• **PASSAGE TO READ**:
▼

I almost don't think people that would ever talk about, uh, that first kind where, where basically it's like, well, everything Joe saw was correct.

Jon:

Yeah.

Matt:

just, he just decided to do something absolutely bonkers. Like, you're never gonna like, see that in a, in a postmortem or it's it's gonna be like, Joe did X, Y, and Z and like that caused this other thing. We're not gonna be like, it was insane that Joe decided to do X, Y, and Z. Um,

Jon:

which is important, like we've talked about this before, but blame blameless culture is really, really significant in our industry. And it's also really important to this whole exercise because, Joe did do something insane. But there might be problems you can fix, and this almost goes back to the whole guardrail. Where maybe there's a guardrail you can add, maybe there's like a modal that you should pop up that says you're about to delete production. Do you want to continue And you have to click yes no. Um, and yeah, that might annoy a power user, but it might prevent another postmortem. So, uh, yeah, it's an interesting, it's all trade-offs.

Matt:

It's funny cuz I do have this cognitive dissonance where I do believe in those, those checks, but I think they can be at different levels. Like, I think a good example of this is the rename a file extension warning in Makos. I just don't believe that I would ever like accidentally. Touch the file extension. Unless I, you know, I really wanted to, um, also, like, it's the kind of thing where it's like, I also feel like the worst case scenario there for me is like not that bad. So it's like, even if I do do that wrong, it's like I have faith in myself that I can like get myself out of that, that kind of thing. So that's a, that's a kind of like warning. That is an irritant to me. But like I do, I do believe in kind of things like checklist manifesto, where,

Jon:

Oh, love checklists.

▲

• **AIM**:
From the transcript above on postmortems, set down word for word the part that opens with the words "which is important, like" and closes with "it's all trade-offs.".

Items stored in a collection:
▼

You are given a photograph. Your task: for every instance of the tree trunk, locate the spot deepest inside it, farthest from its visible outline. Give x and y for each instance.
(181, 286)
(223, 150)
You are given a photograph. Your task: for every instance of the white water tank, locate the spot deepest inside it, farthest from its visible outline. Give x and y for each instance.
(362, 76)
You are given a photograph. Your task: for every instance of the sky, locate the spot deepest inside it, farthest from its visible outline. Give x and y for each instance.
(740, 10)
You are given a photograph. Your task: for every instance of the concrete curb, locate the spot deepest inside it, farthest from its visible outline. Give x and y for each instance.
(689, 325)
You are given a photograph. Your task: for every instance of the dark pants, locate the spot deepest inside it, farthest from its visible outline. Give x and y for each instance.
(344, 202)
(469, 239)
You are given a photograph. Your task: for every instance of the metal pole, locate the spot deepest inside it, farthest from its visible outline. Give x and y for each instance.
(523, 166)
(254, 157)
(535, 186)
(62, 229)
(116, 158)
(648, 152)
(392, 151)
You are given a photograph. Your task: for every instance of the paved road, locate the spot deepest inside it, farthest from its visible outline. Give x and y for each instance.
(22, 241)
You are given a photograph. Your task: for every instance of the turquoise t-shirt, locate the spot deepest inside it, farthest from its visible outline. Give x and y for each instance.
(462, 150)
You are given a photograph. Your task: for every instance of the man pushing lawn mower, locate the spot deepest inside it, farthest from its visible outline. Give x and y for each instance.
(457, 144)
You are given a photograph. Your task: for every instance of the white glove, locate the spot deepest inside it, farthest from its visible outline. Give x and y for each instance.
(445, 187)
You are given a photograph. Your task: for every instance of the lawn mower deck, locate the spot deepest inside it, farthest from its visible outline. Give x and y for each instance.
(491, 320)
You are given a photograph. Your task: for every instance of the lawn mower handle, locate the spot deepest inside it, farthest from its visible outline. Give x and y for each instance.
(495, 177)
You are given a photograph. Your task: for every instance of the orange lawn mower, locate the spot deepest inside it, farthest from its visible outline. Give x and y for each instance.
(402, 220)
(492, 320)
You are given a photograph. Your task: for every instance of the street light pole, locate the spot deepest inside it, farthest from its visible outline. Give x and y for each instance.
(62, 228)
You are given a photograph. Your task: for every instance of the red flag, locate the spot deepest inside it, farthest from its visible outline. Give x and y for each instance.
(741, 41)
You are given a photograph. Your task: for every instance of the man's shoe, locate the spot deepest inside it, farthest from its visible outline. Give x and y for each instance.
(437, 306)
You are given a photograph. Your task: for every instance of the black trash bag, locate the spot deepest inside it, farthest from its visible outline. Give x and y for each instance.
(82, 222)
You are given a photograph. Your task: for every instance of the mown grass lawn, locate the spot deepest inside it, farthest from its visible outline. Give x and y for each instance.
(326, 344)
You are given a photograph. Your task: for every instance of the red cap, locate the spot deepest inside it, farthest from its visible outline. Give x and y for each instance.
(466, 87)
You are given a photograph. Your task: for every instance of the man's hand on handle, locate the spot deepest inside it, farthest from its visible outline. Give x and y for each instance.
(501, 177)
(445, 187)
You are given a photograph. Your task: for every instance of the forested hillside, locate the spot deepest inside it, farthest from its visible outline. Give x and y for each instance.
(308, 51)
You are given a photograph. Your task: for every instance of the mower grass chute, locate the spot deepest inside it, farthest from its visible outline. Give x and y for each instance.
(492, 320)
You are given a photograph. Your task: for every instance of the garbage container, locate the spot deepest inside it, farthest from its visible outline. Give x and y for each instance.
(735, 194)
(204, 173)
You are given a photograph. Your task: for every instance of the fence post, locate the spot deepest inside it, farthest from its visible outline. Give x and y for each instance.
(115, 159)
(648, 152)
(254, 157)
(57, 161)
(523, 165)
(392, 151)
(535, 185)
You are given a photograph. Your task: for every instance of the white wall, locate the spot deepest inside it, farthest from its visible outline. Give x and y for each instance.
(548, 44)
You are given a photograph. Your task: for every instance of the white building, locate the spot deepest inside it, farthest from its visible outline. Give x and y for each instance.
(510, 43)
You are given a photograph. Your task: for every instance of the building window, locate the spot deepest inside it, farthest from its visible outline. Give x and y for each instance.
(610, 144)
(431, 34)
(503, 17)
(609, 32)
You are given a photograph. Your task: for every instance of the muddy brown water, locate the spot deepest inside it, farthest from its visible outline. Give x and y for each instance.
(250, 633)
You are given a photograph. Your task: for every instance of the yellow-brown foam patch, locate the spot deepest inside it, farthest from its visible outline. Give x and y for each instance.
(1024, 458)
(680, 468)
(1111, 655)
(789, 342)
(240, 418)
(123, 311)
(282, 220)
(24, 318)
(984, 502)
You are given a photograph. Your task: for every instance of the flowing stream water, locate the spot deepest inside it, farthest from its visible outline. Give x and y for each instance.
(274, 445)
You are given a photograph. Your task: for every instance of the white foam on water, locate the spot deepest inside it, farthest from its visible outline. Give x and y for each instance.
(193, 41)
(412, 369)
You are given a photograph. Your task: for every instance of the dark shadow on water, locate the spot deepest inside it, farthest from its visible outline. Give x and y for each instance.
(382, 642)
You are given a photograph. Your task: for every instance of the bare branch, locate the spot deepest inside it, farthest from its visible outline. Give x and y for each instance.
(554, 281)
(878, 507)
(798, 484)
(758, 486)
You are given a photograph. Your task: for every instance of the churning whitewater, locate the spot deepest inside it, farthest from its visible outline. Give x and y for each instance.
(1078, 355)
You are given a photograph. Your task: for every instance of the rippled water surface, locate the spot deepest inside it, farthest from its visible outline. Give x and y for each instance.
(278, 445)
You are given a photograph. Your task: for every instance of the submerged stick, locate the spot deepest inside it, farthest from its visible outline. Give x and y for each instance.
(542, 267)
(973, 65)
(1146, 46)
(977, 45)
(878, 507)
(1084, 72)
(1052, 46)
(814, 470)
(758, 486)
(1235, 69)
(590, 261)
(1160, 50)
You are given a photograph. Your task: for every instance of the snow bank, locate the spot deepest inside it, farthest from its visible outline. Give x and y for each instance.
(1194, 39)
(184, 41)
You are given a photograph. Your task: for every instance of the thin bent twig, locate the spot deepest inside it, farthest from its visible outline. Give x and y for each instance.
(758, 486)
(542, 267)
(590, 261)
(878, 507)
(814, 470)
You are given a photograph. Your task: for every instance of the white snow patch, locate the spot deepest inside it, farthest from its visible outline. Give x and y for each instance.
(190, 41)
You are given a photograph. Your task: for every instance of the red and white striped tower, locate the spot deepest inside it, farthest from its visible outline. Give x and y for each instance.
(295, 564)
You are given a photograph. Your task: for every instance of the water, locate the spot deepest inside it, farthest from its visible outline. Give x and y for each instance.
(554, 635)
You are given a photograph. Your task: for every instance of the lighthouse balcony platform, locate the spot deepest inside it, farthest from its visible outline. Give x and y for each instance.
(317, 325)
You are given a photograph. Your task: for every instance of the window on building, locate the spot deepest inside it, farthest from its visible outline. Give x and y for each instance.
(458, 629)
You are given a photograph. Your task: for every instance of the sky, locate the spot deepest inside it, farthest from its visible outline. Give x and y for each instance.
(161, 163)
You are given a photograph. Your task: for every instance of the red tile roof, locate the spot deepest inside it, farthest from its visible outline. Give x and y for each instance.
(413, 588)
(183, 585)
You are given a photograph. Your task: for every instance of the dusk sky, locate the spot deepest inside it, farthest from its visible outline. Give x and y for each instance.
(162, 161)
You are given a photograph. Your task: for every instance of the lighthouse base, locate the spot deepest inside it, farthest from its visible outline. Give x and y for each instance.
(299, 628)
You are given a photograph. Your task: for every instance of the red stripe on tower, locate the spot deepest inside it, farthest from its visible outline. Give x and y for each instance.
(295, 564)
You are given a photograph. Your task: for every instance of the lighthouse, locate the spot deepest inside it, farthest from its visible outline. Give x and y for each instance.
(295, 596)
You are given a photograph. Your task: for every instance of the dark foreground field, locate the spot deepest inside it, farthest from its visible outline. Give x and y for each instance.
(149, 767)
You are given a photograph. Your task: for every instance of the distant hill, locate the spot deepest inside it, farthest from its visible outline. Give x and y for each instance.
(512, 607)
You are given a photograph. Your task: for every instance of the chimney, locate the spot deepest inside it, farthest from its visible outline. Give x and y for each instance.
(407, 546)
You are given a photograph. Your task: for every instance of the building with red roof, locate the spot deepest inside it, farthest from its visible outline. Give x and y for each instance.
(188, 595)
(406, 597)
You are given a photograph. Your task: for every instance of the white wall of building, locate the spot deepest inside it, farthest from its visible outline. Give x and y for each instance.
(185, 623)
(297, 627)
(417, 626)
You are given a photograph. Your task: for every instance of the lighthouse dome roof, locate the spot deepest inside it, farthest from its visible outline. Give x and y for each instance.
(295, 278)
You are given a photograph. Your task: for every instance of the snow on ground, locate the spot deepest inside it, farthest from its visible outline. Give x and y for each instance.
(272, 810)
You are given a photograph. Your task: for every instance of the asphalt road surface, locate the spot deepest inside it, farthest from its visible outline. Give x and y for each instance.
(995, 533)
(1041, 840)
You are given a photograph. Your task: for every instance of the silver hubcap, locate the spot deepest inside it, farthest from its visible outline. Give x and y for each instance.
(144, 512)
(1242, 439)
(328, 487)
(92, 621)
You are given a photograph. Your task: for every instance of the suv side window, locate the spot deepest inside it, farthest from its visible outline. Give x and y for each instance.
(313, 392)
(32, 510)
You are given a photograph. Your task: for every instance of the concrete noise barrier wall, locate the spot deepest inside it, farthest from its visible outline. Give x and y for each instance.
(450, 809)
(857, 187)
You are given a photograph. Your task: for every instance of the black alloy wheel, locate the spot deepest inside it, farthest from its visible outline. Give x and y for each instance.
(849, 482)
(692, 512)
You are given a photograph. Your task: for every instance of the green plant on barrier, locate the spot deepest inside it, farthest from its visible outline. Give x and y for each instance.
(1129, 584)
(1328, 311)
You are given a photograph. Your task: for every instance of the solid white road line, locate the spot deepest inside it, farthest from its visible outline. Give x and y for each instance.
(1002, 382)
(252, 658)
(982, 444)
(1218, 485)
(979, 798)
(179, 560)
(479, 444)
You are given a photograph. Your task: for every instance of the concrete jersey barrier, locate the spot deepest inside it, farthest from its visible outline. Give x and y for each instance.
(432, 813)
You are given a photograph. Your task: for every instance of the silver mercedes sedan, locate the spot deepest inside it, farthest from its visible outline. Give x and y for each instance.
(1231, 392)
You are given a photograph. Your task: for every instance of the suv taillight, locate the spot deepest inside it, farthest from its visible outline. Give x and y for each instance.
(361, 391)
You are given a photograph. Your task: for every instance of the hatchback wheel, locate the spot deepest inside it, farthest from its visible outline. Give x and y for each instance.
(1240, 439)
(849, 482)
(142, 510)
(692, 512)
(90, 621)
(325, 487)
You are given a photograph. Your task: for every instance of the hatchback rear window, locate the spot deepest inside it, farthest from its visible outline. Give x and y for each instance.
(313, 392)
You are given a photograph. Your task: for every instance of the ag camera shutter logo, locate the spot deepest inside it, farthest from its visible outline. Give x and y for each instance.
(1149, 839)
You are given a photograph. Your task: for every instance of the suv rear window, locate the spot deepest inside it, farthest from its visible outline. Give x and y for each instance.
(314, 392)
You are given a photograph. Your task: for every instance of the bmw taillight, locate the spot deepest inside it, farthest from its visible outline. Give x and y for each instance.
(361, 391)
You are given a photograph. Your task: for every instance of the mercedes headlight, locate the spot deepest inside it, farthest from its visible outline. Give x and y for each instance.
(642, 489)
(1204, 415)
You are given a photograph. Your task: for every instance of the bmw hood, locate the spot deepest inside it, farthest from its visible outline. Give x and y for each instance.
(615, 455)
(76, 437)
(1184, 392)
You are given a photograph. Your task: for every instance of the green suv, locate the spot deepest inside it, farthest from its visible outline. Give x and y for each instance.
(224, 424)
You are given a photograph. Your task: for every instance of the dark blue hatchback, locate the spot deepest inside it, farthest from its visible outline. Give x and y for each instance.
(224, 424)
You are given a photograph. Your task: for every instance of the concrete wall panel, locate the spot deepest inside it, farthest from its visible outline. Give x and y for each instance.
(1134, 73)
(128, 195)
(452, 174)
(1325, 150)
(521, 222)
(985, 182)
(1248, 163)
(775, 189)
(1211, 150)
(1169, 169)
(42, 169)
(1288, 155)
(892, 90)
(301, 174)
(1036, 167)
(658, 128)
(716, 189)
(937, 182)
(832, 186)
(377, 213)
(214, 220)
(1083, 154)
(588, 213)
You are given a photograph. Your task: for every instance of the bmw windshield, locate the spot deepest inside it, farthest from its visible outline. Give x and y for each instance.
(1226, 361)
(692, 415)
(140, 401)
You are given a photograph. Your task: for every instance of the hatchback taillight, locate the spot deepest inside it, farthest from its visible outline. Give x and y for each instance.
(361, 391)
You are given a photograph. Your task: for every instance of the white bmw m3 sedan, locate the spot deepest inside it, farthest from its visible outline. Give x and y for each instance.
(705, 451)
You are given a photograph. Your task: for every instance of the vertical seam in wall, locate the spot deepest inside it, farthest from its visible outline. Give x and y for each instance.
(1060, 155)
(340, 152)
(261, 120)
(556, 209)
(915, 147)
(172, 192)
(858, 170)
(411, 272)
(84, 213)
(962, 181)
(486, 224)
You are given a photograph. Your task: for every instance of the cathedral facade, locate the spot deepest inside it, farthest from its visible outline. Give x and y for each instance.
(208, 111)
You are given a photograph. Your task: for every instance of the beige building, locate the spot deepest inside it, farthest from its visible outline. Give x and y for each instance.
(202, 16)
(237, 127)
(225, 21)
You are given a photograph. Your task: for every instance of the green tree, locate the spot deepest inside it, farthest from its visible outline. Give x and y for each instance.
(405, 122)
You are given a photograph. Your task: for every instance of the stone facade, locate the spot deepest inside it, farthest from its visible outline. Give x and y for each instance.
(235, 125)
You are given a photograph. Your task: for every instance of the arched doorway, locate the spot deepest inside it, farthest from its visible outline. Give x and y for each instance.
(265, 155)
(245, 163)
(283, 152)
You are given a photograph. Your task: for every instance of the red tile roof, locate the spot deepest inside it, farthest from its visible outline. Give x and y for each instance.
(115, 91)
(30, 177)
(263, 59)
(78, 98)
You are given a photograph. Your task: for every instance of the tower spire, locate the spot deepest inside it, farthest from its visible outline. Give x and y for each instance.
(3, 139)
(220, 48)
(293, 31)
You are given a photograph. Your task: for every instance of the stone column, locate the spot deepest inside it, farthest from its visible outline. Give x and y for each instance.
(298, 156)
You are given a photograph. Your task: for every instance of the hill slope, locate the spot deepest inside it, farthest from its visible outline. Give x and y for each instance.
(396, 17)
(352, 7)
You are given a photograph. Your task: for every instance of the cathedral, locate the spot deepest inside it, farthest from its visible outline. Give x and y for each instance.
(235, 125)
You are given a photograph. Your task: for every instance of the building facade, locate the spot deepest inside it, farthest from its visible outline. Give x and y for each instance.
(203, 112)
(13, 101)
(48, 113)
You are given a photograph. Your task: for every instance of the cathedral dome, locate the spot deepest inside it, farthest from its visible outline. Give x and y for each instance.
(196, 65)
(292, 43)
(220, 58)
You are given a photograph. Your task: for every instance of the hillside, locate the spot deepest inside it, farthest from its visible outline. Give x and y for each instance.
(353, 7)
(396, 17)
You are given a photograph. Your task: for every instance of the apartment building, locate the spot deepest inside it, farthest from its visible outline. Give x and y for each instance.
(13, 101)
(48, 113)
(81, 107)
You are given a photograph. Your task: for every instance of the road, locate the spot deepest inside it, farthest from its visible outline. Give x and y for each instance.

▲

• **RIGHT ANSWER**:
which is important, like we've talked about this before, but blame blameless culture is really, really significant in our industry. And it's also really important to this whole exercise because, Joe did do something insane. But there might be problems you can fix, and this almost goes back to the whole guardrail. Where maybe there's a guardrail you can add, maybe there's like a modal that you should pop up that says you're about to delete production. Do you want to continue And you have to click yes no. Um, and yeah, that might annoy a power user, but it might prevent another postmortem. So, uh, yeah, it's an interesting, it's all trade-offs.